INSTRUCTIONS TO FOLLOW: Give back exactly the first lines of the entries below, through the line with "287, row 90".

BEGIN DATASET ENTRIES

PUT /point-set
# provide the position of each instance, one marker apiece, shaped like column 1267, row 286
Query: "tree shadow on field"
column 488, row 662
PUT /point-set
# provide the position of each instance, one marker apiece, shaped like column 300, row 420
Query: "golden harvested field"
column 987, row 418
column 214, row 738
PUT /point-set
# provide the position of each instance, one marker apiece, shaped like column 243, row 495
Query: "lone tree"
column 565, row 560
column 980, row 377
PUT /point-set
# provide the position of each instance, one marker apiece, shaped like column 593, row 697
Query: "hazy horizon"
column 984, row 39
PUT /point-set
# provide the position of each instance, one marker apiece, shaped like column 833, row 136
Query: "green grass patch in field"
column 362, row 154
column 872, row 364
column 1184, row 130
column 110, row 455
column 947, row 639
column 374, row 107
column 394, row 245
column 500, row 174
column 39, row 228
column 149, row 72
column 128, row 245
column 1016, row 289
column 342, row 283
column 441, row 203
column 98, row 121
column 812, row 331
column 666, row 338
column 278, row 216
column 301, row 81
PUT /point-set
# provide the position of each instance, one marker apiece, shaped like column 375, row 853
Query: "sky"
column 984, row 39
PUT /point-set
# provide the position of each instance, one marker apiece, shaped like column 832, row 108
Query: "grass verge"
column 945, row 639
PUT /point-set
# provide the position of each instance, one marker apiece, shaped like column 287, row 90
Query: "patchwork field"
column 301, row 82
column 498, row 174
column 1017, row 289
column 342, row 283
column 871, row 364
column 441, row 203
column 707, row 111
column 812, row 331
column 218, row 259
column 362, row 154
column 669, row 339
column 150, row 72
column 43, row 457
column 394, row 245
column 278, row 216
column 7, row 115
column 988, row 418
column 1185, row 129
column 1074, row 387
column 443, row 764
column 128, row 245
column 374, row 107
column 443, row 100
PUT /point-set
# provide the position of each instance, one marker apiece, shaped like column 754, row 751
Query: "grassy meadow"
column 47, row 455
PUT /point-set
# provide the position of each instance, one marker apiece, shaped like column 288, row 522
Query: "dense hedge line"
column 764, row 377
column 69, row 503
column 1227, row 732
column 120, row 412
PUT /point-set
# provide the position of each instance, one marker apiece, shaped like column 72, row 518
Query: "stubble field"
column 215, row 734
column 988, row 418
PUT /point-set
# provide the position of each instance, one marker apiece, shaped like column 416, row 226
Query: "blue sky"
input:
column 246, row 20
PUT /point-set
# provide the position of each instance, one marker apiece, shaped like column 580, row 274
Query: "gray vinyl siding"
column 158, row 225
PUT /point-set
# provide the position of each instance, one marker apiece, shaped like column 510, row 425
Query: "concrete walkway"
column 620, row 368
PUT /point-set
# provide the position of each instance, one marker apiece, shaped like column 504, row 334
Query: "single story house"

END DATASET ENTRIES

TASK RESULT:
PUT /point-set
# provide the position of each instance, one marker apiece, shaped like column 1267, row 286
Query: "tree shadow on field"
column 488, row 662
PUT /point-set
# provide the position of each instance, one marker apiece, shaped like column 300, row 420
Query: "golden harvested field"
column 987, row 418
column 214, row 738
PUT /point-set
# provide the position of each instance, one marker apiece, shaped like column 243, row 495
Query: "lone tree"
column 565, row 560
column 980, row 377
PUT /point-set
# provide the position of each instance, one marker apiece, shaped like column 593, row 697
Query: "hazy horizon"
column 984, row 39
PUT /point-set
# provide the position of each instance, one marker apiece, shaped like column 833, row 136
Query: "green grass patch in field"
column 362, row 154
column 872, row 364
column 1184, row 130
column 110, row 455
column 947, row 639
column 374, row 107
column 394, row 245
column 500, row 174
column 39, row 228
column 149, row 72
column 128, row 245
column 1016, row 289
column 342, row 283
column 441, row 203
column 98, row 121
column 812, row 331
column 666, row 338
column 278, row 216
column 301, row 81
PUT /point-set
# provide the position of each instance, one marker apiece, shaped like column 375, row 853
Query: "sky"
column 984, row 39
PUT /point-set
# provide the position of each instance, one marker apiece, shaped like column 832, row 108
Query: "grass verge"
column 945, row 639
PUT /point-set
# provide the position of each instance, one marker apiece, shaped like column 287, row 90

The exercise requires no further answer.